The best advice I could give is go fire as many of the guns you are considering as you possibly can. Rent at the range or borrow from friends, if you can. It's difficult, at best, to try to make a decision solely based on reading literature, getting free advice on the 'net or even handling pistols in a store. Being able to actually fire a gun is the best way to determine what feels best and shoots best for you. 

:smt1099


----------



## freeze3kgt (Aug 7, 2010)

I just recently purchased my first handgun and was in a similar boat as you with all these different guns with really good reputations i dont think you can go seriously wrong with any of your choices, but as stated above definitely go try out as many guns as you can, i wanted to get a HK p30 i shot it and found while on paper its a great gun and it is very accurate, i do not personally care for the trigger, and i didnt even think i wanted a 1911 until i shot a friend of mines and fell in love. So i would definitely try as many guns as you can never know what you'll like and what you wont :mrgreen:

cheers and good luck on your purchase!

[A block of data]
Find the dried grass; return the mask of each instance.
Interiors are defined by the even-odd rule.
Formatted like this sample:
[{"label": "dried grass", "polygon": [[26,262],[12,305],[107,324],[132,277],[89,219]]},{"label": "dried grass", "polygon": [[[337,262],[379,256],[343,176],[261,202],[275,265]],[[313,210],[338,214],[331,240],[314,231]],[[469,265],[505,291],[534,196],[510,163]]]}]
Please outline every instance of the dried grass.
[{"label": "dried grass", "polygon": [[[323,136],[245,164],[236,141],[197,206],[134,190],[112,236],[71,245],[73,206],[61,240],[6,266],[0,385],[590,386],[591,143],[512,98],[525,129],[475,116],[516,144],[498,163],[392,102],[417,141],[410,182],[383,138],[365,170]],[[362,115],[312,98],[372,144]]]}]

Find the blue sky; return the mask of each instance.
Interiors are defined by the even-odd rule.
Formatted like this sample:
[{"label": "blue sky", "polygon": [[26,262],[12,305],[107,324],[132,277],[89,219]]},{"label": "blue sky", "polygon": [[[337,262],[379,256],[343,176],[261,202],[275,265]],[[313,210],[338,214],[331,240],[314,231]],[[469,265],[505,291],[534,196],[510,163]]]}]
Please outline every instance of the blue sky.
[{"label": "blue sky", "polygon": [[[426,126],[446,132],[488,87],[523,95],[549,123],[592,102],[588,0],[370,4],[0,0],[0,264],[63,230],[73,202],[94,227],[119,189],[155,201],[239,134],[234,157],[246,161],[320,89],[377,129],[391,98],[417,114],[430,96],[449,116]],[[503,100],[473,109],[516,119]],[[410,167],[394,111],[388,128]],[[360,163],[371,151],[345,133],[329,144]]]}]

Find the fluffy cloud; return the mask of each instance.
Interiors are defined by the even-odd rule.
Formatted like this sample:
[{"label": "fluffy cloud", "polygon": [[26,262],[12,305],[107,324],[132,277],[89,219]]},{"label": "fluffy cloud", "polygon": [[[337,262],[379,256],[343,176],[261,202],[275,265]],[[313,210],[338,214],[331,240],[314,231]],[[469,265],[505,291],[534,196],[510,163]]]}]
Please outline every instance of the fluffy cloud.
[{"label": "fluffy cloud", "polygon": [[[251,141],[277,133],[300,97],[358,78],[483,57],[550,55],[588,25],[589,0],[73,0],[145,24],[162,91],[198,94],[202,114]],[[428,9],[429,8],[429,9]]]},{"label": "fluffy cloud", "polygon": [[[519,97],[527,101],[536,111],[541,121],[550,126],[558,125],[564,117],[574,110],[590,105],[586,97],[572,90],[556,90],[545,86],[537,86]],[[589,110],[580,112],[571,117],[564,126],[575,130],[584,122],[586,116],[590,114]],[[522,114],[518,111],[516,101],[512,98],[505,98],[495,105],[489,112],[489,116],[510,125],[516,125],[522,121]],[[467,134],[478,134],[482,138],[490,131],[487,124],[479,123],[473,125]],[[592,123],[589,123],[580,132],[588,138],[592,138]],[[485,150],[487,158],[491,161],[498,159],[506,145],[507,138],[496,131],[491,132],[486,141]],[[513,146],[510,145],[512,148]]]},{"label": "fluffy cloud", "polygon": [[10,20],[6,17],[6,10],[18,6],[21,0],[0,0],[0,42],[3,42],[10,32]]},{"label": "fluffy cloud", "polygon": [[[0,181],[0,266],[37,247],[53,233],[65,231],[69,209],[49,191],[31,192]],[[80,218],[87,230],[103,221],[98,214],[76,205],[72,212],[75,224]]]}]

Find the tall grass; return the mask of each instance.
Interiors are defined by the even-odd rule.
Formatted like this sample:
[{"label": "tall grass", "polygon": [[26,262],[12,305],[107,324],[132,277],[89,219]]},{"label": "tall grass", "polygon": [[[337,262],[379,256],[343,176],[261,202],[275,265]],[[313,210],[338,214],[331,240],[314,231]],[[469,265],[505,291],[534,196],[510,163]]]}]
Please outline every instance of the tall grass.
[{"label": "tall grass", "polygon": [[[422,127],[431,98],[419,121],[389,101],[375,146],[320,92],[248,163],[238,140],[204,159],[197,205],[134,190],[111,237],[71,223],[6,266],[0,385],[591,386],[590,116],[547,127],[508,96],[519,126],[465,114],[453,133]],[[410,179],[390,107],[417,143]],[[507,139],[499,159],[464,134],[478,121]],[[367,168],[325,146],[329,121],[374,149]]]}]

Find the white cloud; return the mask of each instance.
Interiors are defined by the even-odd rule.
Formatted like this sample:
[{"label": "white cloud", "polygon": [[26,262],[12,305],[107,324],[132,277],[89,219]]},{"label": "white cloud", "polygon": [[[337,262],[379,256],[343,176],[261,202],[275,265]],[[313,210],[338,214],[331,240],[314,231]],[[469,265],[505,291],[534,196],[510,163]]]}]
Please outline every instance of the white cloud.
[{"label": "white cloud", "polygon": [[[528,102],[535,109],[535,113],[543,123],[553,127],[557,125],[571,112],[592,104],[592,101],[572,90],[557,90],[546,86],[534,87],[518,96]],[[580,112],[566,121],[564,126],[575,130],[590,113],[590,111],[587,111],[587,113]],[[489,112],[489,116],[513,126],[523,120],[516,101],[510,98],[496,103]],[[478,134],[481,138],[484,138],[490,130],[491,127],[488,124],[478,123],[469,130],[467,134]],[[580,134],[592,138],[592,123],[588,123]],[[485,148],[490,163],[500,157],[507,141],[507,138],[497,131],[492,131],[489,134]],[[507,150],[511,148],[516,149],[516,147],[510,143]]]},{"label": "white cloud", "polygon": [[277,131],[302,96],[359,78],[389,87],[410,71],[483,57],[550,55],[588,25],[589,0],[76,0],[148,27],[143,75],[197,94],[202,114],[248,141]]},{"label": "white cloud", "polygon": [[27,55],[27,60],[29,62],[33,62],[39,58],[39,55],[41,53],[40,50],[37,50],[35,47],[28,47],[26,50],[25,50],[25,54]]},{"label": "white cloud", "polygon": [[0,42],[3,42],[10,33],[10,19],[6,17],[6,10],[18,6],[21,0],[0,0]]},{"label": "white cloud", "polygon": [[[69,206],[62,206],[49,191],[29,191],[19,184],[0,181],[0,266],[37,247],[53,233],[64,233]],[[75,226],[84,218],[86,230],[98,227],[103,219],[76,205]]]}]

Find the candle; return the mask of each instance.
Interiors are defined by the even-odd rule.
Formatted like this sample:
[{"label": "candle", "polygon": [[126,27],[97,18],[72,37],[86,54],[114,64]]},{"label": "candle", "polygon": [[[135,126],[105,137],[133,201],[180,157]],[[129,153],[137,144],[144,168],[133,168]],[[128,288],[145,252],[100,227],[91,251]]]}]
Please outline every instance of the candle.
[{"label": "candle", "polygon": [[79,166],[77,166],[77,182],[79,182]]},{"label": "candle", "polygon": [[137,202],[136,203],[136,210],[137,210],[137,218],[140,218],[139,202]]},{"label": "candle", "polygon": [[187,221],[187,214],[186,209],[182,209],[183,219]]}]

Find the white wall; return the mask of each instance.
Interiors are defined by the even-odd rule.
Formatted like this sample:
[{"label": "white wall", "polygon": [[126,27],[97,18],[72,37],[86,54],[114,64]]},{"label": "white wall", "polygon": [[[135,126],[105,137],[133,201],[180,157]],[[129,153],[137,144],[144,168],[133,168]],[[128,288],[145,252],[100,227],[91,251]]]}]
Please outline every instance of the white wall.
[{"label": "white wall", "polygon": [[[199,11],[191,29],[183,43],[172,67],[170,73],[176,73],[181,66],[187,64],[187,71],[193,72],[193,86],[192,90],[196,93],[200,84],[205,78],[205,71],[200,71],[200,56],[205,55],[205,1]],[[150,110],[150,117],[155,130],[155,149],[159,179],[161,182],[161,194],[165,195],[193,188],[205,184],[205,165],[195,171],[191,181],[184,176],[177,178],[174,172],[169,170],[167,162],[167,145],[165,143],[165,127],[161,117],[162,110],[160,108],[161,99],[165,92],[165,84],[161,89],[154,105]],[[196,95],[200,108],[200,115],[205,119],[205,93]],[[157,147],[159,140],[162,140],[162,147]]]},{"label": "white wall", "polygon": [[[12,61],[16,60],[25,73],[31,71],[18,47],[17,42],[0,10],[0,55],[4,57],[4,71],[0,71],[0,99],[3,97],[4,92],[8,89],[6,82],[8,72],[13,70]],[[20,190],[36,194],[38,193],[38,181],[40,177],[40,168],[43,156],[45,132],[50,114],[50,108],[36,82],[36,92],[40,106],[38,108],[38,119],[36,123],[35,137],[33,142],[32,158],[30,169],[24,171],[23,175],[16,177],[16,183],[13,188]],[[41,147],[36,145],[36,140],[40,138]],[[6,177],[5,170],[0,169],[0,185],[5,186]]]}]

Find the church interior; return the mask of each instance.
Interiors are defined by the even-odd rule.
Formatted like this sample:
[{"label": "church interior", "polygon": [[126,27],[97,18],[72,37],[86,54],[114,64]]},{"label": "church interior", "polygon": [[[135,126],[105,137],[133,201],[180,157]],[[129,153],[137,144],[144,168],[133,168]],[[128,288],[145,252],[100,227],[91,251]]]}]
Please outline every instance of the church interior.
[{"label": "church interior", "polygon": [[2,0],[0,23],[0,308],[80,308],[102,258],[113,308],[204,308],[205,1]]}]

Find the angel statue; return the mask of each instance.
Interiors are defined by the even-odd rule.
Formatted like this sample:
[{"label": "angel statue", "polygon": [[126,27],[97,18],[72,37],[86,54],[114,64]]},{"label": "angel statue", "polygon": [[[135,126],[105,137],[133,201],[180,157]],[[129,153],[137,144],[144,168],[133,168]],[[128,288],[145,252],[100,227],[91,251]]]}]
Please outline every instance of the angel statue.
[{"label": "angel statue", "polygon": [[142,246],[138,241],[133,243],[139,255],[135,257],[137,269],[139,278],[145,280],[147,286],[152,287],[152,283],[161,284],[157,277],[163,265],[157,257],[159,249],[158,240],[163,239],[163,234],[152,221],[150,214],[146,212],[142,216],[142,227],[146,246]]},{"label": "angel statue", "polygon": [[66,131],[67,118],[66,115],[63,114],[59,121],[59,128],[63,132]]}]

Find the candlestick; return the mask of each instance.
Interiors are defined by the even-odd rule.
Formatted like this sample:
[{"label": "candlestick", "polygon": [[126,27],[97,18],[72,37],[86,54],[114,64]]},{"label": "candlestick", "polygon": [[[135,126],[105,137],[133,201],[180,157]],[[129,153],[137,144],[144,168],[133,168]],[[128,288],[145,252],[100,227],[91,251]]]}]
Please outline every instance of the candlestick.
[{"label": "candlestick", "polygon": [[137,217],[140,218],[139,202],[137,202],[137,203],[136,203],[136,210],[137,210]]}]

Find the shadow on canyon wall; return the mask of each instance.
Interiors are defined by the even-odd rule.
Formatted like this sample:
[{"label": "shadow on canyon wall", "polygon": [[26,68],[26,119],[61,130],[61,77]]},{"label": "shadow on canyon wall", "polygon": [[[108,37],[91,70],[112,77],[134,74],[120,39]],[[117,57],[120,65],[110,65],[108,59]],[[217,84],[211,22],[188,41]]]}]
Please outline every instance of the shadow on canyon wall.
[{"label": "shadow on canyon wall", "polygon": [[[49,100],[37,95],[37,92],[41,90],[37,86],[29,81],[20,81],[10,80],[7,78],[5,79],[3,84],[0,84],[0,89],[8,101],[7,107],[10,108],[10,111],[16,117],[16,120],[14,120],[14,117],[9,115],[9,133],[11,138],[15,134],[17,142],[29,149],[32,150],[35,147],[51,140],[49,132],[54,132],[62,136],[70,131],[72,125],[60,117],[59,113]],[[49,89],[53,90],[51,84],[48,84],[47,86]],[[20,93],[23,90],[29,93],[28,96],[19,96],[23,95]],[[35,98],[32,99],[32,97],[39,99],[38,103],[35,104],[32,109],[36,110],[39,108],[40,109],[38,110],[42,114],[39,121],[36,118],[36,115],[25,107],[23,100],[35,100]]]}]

> [COMPLETE THE FOLLOWING]
a) Write out the part of the handgun forum thread that runs from "The best advice" through "best for you.".
b) Answer these questions from the handgun forum thread.
(i) What two ways of getting guns to fire does the first post suggest?
(ii) Which pistol did freeze3kgt want to get before shooting it?
(iii) What about that pistol did freeze3kgt not care for?
c) Decide whether each statement agrees with the handgun forum thread, and quote the words that settle it.
(i) The first post calls handling pistols in a store the best way to decide.
(ii) freeze3kgt had long wanted a 1911.
(iii) freeze3kgt found the HK p30 very accurate.

> [FINAL ANSWERS]
a)
The best advice I could give is go fire as many of the guns you are considering as you possibly can. Rent at the range or borrow from friends, if you can. It's difficult, at best, to try to make a decision solely based on reading literature, getting free advice on the 'net or even handling pistols in a store. Being able to actually fire a gun is the best way to determine what feels best and shoots best for you.

b)
(i) Renting at the range or borrowing from friends.
(ii) An HK p30.
(iii) The trigger.

c)
(i) No: "Being able to actually fire a gun is the best way to determine what feels best and shoots best for you."
(ii) No: "i didnt even think i wanted a 1911 until i shot a friend of mines and fell in love"
(iii) Yes: "its a great gun and it is very accurate"